* _WHAT THE TASK ASKS_
Lines containing the word "that" are the ones to copy from the records below.

[[ MATERIAL SHOWN, beginning ]]

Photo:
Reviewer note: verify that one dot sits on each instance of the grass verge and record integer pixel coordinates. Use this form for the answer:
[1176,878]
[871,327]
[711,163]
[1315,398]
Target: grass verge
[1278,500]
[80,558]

[[ MATERIAL SHOWN, end ]]
[[ MATERIAL SHOWN, beginning ]]

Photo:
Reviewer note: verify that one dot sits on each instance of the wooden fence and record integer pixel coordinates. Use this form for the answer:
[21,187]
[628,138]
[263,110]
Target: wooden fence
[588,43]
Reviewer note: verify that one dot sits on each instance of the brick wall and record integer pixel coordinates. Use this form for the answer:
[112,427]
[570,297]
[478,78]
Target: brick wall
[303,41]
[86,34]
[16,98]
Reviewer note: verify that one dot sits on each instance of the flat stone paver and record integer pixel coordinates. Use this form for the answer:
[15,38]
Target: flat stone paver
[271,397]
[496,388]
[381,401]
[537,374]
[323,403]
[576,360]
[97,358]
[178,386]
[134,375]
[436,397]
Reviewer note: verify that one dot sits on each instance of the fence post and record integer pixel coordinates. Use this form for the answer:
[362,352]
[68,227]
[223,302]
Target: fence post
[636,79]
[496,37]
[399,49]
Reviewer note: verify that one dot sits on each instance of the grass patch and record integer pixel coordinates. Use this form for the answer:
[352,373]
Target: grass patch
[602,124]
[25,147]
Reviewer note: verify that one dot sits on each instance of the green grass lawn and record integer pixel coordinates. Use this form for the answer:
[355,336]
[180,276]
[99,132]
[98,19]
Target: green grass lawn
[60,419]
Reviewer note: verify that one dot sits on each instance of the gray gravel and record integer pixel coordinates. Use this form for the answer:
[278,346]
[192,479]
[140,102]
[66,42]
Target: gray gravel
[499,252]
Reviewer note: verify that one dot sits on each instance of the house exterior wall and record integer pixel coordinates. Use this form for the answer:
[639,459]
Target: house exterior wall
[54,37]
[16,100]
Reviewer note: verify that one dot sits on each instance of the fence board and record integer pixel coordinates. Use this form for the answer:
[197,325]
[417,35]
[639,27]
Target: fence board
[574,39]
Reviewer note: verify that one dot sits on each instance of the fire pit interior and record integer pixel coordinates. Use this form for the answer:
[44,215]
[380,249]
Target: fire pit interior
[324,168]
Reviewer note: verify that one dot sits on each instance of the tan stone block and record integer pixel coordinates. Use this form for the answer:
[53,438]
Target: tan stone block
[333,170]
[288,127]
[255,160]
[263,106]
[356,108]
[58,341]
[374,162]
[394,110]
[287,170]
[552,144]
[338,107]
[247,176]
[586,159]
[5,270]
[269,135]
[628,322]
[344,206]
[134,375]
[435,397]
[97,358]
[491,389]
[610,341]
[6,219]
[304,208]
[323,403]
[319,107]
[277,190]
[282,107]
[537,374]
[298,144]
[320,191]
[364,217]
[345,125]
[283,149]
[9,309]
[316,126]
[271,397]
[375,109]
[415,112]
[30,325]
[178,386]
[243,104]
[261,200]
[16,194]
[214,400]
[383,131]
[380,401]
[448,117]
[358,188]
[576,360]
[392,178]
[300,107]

[[ MATERIAL SHOWN, end ]]

* _ANSWER_
Reviewer note: verify that one dot sits on each instance of the grass verge and record integer pixel coordinates. Use this form for the answer:
Reviewer note: verify that one dot sits on each instance of the wooden fence and record integer pixel coordinates. Use this form for the answer:
Reviewer note: verify that one dot sits on each instance of the brick wall and record integer pixel coordinates. Use this form for the answer:
Reviewer note: verify that one dot sits on each instance of the flat stone paver and record integer pixel coordinates. Use this form for the answer:
Reviewer note: verify that one dot sits on each instance of the fence post and record integer pixel coordinates. Use this form for the answer:
Reviewer note: verify that one dot sits on each instance of the grass patch and record integer pixel coordinates. Use this form for the answer:
Reviewer note: verify that one dot sits on each instance of the green grass lawn and record integer pixel coordinates. Use this form for the answer:
Reviewer note: verify that one dot sits on each instance of the gray gravel and record integer pixel coordinates. Use this form for the answer:
Reviewer note: verify that one dot sits on each instance of the house exterior wall and record integer pixel coordinates. Use this form for the answer:
Reviewer note: verify that one dot sits on each instance of the fence board and record integer pixel coordinates. Use this form for the answer:
Reviewer note: verify that one dot sits on each instance of the fire pit interior and record integer pixel coordinates. Use this form for the answer:
Reviewer note: verify that one dot sits on each instance of the tan stone block and record integer pixel coordinates. Use this form for the answer:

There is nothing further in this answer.